--- SOURCE MATERIAL Enclosed Below ---

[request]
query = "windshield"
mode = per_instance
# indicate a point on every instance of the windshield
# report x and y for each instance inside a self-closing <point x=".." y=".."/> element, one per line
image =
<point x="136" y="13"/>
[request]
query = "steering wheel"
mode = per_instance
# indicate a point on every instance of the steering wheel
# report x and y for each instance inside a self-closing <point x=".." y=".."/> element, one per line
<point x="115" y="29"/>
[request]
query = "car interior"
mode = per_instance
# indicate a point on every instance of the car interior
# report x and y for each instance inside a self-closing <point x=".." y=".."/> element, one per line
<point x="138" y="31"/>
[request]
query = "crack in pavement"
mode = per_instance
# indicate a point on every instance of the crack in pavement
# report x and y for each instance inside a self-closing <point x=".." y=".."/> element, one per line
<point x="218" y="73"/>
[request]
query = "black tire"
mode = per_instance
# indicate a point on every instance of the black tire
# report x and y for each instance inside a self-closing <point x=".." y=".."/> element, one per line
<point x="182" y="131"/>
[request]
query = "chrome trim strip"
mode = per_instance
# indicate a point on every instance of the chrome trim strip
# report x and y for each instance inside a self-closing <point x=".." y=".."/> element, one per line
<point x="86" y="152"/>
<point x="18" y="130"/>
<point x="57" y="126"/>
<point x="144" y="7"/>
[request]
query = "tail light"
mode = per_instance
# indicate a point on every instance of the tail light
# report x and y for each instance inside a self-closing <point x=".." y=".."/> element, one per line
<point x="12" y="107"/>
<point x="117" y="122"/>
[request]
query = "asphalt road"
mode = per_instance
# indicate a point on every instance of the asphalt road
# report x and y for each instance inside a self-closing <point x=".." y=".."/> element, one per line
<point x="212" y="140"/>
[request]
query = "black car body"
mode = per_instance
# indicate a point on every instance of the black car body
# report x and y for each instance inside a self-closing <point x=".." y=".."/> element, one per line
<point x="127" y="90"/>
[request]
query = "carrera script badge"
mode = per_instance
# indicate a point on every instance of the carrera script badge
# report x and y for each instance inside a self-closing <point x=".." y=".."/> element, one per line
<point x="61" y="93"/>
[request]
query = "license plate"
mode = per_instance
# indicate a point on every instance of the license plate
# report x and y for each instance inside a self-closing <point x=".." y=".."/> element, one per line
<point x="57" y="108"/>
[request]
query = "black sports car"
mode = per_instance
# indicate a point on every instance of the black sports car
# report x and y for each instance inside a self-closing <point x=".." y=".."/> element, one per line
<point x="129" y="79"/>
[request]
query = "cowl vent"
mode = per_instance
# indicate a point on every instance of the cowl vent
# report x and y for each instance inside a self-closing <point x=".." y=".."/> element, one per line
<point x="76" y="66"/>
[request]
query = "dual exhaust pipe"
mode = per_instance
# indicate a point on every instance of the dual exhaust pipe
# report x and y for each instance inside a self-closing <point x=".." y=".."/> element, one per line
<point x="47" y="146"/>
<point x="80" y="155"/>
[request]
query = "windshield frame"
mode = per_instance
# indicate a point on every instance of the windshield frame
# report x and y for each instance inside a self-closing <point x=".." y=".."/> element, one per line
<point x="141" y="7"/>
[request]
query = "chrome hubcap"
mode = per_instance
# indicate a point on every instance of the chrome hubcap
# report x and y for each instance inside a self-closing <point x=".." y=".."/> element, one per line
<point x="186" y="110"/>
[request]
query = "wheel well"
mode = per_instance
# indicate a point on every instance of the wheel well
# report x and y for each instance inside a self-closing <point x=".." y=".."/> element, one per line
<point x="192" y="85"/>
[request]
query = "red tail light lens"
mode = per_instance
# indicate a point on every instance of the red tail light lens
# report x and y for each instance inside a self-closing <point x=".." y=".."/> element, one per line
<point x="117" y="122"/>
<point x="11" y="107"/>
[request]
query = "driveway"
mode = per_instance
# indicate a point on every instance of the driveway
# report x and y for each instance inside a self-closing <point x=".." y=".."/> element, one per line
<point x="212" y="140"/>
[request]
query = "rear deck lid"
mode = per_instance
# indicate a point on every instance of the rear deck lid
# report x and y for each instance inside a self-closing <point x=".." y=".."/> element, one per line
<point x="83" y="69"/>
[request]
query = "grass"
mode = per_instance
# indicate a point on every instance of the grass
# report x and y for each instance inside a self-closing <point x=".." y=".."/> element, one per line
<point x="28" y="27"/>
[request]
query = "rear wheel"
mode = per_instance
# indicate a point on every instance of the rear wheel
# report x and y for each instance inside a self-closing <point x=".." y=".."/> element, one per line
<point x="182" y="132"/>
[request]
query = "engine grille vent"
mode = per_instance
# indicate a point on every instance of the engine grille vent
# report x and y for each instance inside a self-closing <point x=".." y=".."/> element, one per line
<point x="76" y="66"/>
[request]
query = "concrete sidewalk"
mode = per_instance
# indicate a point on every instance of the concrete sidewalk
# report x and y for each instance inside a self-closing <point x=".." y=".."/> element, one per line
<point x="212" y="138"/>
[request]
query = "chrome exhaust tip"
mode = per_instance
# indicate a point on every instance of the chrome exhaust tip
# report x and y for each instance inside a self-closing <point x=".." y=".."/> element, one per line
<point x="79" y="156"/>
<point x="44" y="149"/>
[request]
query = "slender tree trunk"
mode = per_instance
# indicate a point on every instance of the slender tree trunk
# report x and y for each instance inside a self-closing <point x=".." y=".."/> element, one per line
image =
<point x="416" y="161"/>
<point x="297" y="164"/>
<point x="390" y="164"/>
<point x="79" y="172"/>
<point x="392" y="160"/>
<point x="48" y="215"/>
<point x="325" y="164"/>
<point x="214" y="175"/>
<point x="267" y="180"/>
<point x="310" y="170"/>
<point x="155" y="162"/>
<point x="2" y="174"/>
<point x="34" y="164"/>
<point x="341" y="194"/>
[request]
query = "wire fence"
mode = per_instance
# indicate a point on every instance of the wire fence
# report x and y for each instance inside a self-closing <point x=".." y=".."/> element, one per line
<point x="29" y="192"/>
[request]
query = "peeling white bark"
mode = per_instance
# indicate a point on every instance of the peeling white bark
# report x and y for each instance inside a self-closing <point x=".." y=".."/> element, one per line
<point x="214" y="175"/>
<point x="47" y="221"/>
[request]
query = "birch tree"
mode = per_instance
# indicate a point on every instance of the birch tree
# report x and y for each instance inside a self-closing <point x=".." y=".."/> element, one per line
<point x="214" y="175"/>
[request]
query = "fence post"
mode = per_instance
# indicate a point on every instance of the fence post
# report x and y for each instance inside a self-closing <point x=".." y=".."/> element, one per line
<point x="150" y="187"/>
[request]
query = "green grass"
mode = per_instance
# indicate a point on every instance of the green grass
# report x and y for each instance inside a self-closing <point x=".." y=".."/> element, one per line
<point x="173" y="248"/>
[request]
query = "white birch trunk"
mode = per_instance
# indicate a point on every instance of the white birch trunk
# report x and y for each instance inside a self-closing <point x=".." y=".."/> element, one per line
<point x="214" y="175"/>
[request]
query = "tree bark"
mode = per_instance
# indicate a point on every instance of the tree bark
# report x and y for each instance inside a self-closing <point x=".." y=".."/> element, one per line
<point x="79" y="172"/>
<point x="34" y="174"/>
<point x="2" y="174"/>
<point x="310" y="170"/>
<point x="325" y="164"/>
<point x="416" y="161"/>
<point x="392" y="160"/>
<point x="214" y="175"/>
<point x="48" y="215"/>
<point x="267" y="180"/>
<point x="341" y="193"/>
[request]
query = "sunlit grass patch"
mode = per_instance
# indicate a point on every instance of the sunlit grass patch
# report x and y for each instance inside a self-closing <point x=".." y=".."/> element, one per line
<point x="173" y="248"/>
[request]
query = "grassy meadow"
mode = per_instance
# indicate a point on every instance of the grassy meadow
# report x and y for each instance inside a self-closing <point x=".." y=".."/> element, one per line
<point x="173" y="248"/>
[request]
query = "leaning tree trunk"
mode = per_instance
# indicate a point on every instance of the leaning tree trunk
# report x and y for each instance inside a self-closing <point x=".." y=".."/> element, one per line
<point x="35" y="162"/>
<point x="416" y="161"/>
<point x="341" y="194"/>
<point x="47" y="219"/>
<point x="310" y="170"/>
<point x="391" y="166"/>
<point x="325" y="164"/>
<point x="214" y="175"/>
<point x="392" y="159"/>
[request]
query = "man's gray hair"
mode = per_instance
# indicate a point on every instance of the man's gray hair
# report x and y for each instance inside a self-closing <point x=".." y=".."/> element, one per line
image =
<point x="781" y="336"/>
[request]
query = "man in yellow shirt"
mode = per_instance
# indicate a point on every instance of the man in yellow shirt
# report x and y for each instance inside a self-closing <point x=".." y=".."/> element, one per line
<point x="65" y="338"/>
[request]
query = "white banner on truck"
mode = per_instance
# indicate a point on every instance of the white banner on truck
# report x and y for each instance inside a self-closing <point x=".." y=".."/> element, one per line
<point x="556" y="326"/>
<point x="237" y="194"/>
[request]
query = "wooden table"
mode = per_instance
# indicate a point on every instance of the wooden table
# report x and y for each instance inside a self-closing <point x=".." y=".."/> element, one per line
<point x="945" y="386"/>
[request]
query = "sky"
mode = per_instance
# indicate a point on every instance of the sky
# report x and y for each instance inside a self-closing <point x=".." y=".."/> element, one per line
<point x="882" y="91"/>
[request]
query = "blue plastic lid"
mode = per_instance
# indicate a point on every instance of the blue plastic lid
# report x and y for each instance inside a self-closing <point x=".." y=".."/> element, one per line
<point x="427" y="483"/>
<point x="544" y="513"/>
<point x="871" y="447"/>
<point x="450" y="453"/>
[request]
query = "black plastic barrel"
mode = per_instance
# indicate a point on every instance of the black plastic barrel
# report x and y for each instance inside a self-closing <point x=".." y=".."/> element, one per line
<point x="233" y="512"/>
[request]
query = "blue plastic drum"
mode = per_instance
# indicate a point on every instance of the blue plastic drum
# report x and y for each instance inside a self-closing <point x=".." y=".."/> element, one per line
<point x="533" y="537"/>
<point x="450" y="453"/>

--- End of Enclosed SOURCE MATERIAL ---

TASK GOAL >>
Among the lines of the preceding data, which ones hold the word "hubcap"? List them.

REPLY >>
query = "chrome hubcap"
# indicate a point on every instance of the chrome hubcap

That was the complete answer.